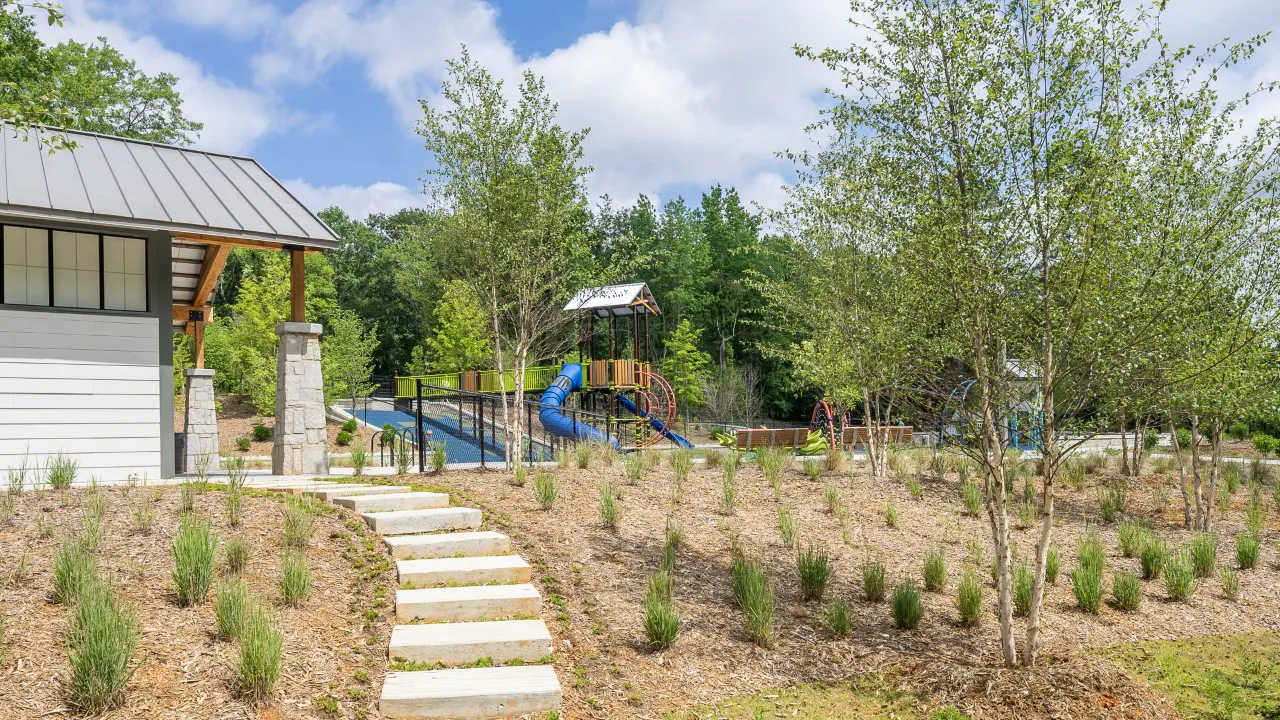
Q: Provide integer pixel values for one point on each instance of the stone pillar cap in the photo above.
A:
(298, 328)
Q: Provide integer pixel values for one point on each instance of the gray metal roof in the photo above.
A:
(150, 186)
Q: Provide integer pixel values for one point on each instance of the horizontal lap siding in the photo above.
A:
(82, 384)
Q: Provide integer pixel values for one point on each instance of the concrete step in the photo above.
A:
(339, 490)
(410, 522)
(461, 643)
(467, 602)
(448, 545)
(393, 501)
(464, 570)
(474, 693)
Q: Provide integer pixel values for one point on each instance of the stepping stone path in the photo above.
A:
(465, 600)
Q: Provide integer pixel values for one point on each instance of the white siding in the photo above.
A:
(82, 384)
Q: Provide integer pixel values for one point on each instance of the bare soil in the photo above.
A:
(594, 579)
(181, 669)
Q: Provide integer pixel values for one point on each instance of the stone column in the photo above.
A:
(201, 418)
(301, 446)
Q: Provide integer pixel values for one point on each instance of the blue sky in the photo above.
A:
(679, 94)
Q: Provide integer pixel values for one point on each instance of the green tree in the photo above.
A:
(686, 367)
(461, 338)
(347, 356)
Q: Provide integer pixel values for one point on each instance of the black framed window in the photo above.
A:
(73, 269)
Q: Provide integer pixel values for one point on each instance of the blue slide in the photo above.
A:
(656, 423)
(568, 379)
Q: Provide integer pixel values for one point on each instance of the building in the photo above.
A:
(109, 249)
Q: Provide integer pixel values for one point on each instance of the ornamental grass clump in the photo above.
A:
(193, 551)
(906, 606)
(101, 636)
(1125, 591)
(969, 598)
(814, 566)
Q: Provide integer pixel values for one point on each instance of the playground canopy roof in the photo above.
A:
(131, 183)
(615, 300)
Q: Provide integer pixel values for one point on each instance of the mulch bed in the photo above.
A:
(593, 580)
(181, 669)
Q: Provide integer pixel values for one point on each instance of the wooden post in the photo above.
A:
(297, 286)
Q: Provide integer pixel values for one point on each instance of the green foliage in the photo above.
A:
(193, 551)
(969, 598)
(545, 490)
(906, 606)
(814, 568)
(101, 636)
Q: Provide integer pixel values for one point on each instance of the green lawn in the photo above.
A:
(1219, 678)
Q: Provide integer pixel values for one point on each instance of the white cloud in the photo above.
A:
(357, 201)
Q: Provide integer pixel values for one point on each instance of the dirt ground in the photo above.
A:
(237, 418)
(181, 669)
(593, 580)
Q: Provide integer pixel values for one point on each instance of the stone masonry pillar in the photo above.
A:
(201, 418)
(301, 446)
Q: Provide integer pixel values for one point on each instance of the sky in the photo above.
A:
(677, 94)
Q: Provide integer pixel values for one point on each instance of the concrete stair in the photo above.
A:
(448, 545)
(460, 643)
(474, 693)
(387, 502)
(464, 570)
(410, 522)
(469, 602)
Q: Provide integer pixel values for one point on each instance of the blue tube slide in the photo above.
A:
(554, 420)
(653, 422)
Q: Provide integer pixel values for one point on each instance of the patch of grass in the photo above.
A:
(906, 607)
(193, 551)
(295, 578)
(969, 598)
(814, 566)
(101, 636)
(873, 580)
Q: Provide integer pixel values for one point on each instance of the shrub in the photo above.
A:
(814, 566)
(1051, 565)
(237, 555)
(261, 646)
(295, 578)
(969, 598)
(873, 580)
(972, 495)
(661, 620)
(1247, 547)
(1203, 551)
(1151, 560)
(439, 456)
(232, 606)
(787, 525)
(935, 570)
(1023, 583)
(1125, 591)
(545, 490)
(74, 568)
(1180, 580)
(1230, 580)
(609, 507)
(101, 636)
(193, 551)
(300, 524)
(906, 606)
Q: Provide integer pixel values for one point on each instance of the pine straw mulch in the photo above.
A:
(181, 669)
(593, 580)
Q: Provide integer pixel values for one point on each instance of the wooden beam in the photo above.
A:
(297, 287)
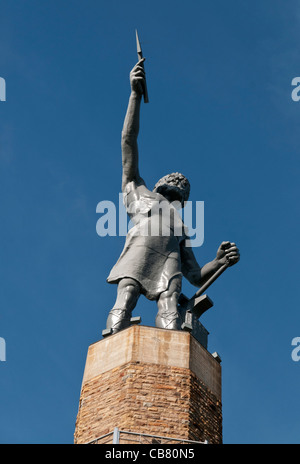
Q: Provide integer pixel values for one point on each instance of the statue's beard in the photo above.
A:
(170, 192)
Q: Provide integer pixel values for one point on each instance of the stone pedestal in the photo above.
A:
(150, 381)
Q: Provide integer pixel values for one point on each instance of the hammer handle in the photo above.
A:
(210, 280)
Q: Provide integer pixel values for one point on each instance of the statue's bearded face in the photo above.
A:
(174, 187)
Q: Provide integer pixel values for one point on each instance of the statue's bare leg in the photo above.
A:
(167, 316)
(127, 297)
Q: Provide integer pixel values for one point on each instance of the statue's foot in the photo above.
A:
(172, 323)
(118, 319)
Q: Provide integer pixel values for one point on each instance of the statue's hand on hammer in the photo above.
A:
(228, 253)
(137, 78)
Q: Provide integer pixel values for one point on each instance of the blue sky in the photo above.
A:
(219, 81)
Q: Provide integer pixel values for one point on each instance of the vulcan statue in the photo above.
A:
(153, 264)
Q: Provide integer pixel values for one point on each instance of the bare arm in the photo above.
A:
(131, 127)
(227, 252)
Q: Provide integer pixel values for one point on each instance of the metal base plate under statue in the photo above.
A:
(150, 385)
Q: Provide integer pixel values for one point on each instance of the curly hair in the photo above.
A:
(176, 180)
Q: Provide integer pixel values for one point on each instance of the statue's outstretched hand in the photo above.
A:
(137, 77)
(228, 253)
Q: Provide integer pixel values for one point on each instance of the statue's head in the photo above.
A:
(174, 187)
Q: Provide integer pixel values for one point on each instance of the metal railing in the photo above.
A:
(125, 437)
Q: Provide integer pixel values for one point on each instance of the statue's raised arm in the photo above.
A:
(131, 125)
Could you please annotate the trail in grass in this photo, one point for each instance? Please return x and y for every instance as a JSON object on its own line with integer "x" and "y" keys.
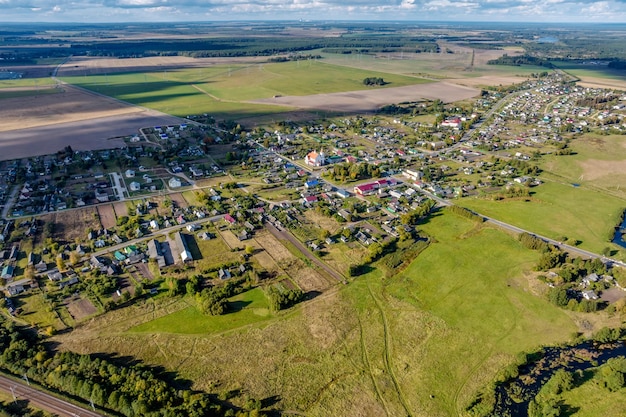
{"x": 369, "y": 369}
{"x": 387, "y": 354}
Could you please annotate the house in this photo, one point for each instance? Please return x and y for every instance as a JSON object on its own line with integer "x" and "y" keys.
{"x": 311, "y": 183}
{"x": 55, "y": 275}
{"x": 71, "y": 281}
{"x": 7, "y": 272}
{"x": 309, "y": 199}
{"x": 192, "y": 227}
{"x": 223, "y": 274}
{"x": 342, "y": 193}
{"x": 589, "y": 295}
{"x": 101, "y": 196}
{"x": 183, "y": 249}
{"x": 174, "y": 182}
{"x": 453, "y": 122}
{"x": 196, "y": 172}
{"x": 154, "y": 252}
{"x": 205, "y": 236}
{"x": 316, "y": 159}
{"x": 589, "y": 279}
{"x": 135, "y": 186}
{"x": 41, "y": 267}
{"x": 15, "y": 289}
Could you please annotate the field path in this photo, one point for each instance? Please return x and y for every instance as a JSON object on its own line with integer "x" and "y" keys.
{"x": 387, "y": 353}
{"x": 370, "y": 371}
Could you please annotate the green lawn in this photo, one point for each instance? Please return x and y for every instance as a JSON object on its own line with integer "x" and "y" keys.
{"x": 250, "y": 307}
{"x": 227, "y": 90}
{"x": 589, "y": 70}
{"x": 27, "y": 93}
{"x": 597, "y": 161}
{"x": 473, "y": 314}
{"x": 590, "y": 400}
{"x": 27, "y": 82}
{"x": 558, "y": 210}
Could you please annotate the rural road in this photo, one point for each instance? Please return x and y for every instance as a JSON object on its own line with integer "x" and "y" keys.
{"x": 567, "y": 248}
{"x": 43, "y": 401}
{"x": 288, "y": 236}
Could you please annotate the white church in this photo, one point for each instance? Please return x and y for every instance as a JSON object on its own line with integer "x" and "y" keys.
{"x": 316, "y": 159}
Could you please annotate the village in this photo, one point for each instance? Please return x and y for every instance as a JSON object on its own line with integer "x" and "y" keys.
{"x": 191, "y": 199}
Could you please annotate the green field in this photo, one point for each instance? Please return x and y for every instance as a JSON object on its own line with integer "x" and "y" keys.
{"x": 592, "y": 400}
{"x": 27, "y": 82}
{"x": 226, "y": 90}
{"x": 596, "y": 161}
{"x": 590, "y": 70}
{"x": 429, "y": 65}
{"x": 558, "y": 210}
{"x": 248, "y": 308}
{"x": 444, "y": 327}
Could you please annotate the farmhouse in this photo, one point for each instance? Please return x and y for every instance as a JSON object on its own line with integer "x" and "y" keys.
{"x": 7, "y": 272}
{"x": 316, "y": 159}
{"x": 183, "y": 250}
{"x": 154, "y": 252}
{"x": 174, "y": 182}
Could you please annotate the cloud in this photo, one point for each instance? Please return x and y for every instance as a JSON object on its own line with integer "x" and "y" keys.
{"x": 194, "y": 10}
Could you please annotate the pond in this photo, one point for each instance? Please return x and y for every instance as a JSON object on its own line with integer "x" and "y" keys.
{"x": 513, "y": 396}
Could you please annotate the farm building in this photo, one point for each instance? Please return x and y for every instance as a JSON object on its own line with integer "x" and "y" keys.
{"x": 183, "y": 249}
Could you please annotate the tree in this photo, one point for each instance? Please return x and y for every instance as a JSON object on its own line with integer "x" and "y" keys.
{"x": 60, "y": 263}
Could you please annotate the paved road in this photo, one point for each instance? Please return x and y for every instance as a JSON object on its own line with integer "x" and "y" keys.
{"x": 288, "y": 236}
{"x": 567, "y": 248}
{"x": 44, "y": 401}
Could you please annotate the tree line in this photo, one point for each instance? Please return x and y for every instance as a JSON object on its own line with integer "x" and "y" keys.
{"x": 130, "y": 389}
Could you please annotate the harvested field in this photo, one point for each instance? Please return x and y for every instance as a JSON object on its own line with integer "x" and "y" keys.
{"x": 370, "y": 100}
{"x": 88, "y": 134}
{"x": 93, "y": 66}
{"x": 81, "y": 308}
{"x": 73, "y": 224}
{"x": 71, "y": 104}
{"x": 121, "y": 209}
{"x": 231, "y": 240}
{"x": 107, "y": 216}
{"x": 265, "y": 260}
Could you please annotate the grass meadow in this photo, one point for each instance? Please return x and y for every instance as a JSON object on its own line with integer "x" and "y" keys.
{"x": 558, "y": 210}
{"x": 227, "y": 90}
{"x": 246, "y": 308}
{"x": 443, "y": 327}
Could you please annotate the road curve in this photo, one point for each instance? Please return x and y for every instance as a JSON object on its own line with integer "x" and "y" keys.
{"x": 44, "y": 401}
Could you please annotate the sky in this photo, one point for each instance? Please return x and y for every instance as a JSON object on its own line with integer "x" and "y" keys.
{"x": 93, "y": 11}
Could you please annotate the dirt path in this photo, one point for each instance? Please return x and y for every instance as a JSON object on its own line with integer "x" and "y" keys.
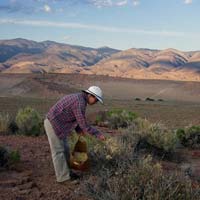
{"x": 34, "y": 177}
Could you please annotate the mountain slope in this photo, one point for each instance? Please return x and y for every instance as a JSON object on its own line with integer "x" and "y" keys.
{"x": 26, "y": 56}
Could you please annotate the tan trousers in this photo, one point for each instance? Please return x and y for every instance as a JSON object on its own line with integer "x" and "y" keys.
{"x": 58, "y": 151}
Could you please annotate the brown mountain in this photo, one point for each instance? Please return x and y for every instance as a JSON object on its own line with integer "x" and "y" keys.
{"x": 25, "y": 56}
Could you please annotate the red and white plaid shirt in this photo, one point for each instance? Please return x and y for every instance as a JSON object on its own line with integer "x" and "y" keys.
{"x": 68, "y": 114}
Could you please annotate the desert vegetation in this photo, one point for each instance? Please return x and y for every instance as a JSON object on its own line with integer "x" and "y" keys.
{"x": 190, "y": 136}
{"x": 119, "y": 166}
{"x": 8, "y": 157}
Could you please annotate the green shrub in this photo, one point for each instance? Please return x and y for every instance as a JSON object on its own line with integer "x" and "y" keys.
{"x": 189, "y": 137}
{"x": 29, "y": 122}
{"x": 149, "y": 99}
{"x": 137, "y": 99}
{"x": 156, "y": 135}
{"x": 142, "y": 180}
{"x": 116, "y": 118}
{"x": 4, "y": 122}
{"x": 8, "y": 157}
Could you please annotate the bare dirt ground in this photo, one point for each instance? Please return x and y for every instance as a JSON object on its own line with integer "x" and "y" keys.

_TASK DESCRIPTION_: Reproduce precisely the span of lines that begins at the line containing "Could you please annotate the desert" and ends with the last line of the listing.

_OUTPUT FOR THIS TASK_:
Could you please annotate the desert vegetation in this photo, one point for each instance? Please return x and y for every instance as a JSON object on its own line with integer "x" and "y" keys.
{"x": 190, "y": 136}
{"x": 119, "y": 166}
{"x": 8, "y": 157}
Could you please annotate the green shrub in this photo, one point for each instance? Please return x and y for every instance as a JSON object on its own line with integer "x" and "y" keys.
{"x": 189, "y": 137}
{"x": 29, "y": 122}
{"x": 149, "y": 99}
{"x": 137, "y": 99}
{"x": 156, "y": 135}
{"x": 142, "y": 180}
{"x": 116, "y": 118}
{"x": 4, "y": 122}
{"x": 8, "y": 157}
Could you please annotate the bare dirt ground in this photo, one point for each instance? Please return x and y for every instance as a JSON object on its own line with integer "x" and "y" keys.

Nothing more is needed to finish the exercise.